*Testo proposto:*
La repressione non può essere però l’unica strada da seguire: i controlli non riescono a essere capillari e mancano talvolta gli estremi per parlare di truffe. “Gran parte di quello che consumiamo è un olio difettoso, con problemi codificati”, ammette la fonte.
L’olio difettoso e il deodorato
Muffa, rancido e morchia possono essere dovuti all’esposizione all’ossigeno, alla cattiva conservazione delle olive o a sedimenti durante la lavorazione. Il riscaldo, la mosca, lo sporco e il secco sono altri difetti comuni, come pure l’olio inacetito o metallico fino all’olio che sa di legno umido, venendo da olive gelate. Alcuni difetti derivano da “maltrattamenti” subiti dalle olive prima della spremitura, quando vengono schiacciate, ammaccate o hanno iniziato a fermentare.
“Gran parte dell’olio che consumiamo è difettoso, con problemi codificati”.

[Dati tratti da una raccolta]
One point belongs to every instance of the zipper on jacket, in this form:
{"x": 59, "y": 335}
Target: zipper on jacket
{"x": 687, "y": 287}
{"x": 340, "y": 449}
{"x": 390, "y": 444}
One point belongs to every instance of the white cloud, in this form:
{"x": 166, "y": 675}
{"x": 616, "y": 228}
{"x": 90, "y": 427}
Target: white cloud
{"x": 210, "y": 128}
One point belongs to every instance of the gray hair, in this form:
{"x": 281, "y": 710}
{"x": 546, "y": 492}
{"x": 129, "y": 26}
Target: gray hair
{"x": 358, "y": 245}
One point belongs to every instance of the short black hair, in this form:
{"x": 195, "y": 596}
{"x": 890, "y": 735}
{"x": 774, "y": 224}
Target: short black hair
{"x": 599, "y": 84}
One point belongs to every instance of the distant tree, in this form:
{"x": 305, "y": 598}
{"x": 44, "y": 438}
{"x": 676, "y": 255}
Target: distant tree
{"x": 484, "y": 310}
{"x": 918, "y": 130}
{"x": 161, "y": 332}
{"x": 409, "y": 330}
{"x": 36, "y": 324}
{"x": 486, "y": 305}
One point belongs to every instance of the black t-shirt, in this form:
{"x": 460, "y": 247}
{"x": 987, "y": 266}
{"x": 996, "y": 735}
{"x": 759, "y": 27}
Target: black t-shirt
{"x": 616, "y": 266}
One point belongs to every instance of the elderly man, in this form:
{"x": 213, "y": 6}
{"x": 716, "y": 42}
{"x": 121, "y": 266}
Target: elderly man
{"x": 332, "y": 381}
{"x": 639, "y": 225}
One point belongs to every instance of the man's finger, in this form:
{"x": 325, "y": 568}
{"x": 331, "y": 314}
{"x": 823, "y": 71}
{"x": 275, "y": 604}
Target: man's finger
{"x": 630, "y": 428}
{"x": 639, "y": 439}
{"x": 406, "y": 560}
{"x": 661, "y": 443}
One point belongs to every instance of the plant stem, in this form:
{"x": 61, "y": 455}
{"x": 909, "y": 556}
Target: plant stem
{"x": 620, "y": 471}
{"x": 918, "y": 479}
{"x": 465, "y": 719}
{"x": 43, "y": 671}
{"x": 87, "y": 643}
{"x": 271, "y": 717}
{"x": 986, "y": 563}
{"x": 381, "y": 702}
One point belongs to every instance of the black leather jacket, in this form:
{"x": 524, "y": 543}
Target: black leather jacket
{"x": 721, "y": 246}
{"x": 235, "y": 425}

*Consegna A:*
Rispondi a queste domande sul testo dell'olio difettoso:
(i) Perché la repressione non può essere l'unica strada da seguire?
(ii) Da quali olive viene l'olio che sa di legno umido?
(iii) In quali casi le olive subiscono "maltrattamenti" prima della spremitura?
*Consegna B:*
Scrivi il seguito del testo sull'olio difettoso, partendo dopo l'ultima frase riportata.

*Risposta A:*
(i) Perché i controlli non riescono a essere capillari e talvolta mancano gli estremi per parlare di truffe.
(ii) Da olive gelate.
(iii) Quando vengono schiacciate, ammaccate o hanno iniziato a fermentare.

*Risposta B:*
Altri emergono quando le olive sono rimaste troppo tempo sotto il sole in attesa della spremitura, come spesso avviene in Andalusia, la regione spagnola da cui proviene la stragrande maggioranza dell’olio esportato in tutto il mondo e che ritroviamo in tante bottiglie vendute nei supermercati con marchi italiani. “Gli spagnoli sono diventati degli esperti negli oli deodorati, utilizzando composti chimici in grado di camuffare temporaneamente i difetti che emergono all’olfatto”, spiega la fonte. Gli oli deodorati sono legali, purché i composti rientrino in certi parametri, ma si tratta comunque di un prodotto “cattivo” perché i difetti riemergono dopo pochi mesi e ha una vita più breve.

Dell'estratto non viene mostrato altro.